**Tu tarea:**
Cita todas las líneas de forma literal, sin cambiar nada.
### Datos del ejercicio
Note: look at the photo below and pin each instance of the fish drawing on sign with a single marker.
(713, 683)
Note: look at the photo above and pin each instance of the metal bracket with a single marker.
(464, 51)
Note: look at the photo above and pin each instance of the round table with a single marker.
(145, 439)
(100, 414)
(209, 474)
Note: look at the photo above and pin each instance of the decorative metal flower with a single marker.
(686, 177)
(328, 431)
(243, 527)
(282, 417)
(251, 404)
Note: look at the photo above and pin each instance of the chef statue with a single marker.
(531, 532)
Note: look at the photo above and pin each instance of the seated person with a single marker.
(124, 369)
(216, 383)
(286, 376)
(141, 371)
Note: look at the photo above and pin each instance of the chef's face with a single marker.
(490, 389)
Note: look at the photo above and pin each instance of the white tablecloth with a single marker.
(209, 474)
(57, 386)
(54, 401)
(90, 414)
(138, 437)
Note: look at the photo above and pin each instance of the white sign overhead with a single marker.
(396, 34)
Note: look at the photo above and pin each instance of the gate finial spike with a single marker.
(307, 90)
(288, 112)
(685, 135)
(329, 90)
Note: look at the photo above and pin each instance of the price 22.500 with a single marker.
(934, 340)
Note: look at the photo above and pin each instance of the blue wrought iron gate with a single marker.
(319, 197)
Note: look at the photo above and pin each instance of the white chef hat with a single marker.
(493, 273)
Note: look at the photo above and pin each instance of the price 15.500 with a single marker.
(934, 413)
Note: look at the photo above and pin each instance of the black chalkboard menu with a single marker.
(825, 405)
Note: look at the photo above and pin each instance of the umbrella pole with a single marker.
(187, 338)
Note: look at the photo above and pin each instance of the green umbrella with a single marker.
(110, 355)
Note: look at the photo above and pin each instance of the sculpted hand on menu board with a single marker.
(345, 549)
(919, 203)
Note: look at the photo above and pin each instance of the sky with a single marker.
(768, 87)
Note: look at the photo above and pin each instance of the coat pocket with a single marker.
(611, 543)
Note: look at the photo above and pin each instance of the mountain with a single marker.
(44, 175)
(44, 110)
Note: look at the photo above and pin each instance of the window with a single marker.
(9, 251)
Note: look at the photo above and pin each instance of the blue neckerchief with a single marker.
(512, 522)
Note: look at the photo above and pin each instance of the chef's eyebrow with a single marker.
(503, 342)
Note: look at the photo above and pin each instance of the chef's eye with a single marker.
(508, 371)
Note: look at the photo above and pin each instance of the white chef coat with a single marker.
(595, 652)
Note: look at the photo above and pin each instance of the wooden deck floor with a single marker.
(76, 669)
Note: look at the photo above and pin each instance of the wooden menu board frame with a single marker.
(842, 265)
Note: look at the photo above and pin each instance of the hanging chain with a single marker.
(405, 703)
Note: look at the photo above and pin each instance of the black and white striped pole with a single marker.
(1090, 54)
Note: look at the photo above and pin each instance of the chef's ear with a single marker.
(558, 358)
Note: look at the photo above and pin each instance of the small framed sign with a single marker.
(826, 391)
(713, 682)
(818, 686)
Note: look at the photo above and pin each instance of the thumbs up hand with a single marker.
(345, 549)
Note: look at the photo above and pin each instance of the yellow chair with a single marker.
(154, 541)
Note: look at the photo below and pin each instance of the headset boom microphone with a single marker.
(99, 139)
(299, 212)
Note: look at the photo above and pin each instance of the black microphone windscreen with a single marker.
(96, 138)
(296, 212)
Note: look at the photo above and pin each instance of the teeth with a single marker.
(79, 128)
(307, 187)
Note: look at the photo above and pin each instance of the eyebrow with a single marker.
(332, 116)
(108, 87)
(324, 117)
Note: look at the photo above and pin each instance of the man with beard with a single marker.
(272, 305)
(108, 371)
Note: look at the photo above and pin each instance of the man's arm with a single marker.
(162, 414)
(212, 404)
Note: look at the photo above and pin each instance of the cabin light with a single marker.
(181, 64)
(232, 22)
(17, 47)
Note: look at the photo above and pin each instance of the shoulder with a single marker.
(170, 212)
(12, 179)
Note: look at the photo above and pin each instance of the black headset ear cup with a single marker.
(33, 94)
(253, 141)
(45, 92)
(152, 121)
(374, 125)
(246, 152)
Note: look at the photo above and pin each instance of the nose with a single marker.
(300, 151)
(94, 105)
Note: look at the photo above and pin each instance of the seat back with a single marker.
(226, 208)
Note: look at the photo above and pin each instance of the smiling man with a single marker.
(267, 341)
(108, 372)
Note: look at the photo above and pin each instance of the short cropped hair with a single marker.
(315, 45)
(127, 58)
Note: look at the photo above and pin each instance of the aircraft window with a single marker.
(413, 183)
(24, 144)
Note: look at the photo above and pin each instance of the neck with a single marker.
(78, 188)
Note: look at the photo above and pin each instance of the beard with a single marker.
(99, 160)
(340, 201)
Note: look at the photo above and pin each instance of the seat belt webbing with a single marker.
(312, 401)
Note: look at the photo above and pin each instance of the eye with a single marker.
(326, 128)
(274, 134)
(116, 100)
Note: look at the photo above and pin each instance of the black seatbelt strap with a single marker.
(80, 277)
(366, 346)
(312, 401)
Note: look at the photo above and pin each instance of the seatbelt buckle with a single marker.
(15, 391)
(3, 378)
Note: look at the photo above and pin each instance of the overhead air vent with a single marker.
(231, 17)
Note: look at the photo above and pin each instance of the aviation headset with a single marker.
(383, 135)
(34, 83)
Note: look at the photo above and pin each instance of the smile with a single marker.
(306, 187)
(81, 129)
######
**Respuesta:**
Note: look at the photo below and pin each instance of the fish drawing on sign with a single marker.
(713, 683)
Note: look at the photo above and pin each instance of the metal bracket with a single marker.
(464, 51)
Note: look at the photo above and pin each instance of the round table with a single marker.
(145, 439)
(100, 414)
(209, 474)
Note: look at the photo above and pin each instance of the decorative metal flower with a single marker.
(686, 177)
(328, 431)
(243, 527)
(282, 417)
(251, 404)
Note: look at the photo above and pin each instance of the chef statue with a single marker.
(531, 532)
Note: look at the photo above and pin each instance of the seated person with a single marker.
(124, 369)
(216, 383)
(286, 376)
(141, 371)
Note: look at the photo above and pin each instance of the chef's face with a single marker.
(490, 389)
Note: look at the photo above and pin each instance of the white tablecloth with a single marker.
(209, 474)
(57, 386)
(54, 401)
(90, 414)
(138, 437)
Note: look at the photo above and pin each instance of the white sign overhead with a single marker.
(396, 34)
Note: look at the photo above and pin each instance of the gate finial spike with a single marker.
(307, 90)
(288, 112)
(685, 135)
(329, 90)
Note: look at the photo above and pin each instance of the price 22.500 with a single marker.
(934, 340)
Note: look at the photo above and pin each instance of the blue wrought iron gate with a single marker.
(319, 197)
Note: look at the photo above and pin each instance of the white chef hat with a single marker.
(493, 273)
Note: look at the photo above and pin each instance of the price 15.500 with a single marker.
(934, 413)
Note: look at the photo above and pin each instance of the black chalkboard menu with a single marker.
(825, 405)
Note: look at the photo above and pin each instance of the umbrella pole with a single marker.
(187, 338)
Note: look at the photo above and pin each instance of the green umbrella with a single marker.
(110, 355)
Note: look at the photo above and pin each instance of the sculpted hand on menu board with a single marker.
(345, 549)
(919, 203)
Note: look at the photo above and pin each instance of the sky with a single marker.
(768, 87)
Note: look at the photo above and pin each instance of the coat pocket with a single marker.
(611, 543)
Note: look at the photo above and pin each instance of the mountain with a single marker.
(44, 175)
(44, 110)
Note: look at the photo above and pin each instance of the window with a single marker.
(9, 251)
Note: look at the photo above and pin each instance of the blue neckerchief with a single marker.
(512, 522)
Note: look at the photo above and pin each instance of the chef's eyebrow with a single marker.
(503, 342)
Note: look at the photo above and pin each instance of the chef's eye with a single marker.
(508, 371)
Note: look at the photo above and pin each instance of the white chef coat with a single marker.
(595, 652)
Note: look at the photo above and pin each instance of the wooden deck floor with a single marker.
(76, 669)
Note: look at the photo above and pin each instance of the wooden menu board frame with a single marker.
(842, 265)
Note: look at the photo above and pin each instance of the hanging chain with a single marker.
(405, 703)
Note: look at the photo above and pin each instance of the black and white striped pole with a single marker.
(1090, 54)
Note: look at the photo above and pin each instance of the chef's ear with a single marker.
(558, 358)
Note: look at the photo above and pin each instance of the small framed sign with a single marker.
(826, 391)
(713, 682)
(818, 686)
Note: look at the photo above and pin each instance of the thumbs up hand with a single marker.
(345, 549)
Note: look at the photo above and pin each instance of the yellow chair with a single marker.
(154, 541)
Note: look at the photo below and pin each instance of the headset boom microphone with a single marker.
(99, 139)
(299, 212)
Note: look at the photo above and pin each instance of the black microphone windscreen with a single marker.
(96, 138)
(296, 212)
Note: look at the photo above and pin each instance of the teeth with a single marker.
(79, 128)
(307, 187)
Note: look at the photo above and pin each instance of the eyebrow with a single marker.
(332, 116)
(108, 87)
(324, 117)
Note: look at the photo above and pin each instance of the man with beard with a single marker.
(272, 305)
(108, 371)
Note: look at the photo above and pin each instance of the man's arm with a single marker.
(162, 414)
(212, 404)
Note: look at the photo above and pin each instance of the cabin light with a single marker.
(181, 64)
(232, 22)
(17, 47)
Note: look at the photo above and pin each instance of the shoulder with a single marker.
(170, 212)
(12, 179)
Note: look at the photo above and pin each instance of the black headset ear cup with a single marker.
(33, 94)
(253, 141)
(45, 92)
(152, 121)
(374, 125)
(246, 152)
Note: look at the photo above and pin each instance of the nose with a single marker.
(300, 151)
(94, 105)
Note: look at the photo above and pin each instance of the seat back with a single marker.
(226, 208)
Note: look at the photo above and pin each instance of the smiling man with a single marker.
(267, 341)
(108, 372)
Note: look at the photo above and pin each instance of the short cropped hair with a single marker.
(315, 45)
(127, 58)
Note: look at the photo above and pin each instance of the aircraft window with a single marker.
(413, 183)
(24, 144)
Note: look at the photo above and pin each instance of the neck with a single marker.
(78, 188)
Note: look at the photo above and pin each instance of the beard with a single marker.
(99, 160)
(340, 201)
Note: look at the photo above and pin each instance of the seat belt webbing with a single marker.
(312, 401)
Note: look at the photo above and pin each instance of the eye with a single marker.
(326, 128)
(274, 134)
(116, 100)
Note: look at the photo above and pin each instance of the black seatbelt strap with a single marker.
(80, 277)
(366, 346)
(312, 401)
Note: look at the photo above and pin each instance of the seatbelt buckle with a single marker.
(15, 391)
(3, 378)
Note: look at the photo above and pin each instance of the overhead air vent with a single marker.
(231, 17)
Note: look at the photo above and pin each instance of the aviation headset with a single marker.
(383, 135)
(34, 83)
Note: look at the photo above and pin each instance of the smile with a single marker.
(306, 187)
(81, 129)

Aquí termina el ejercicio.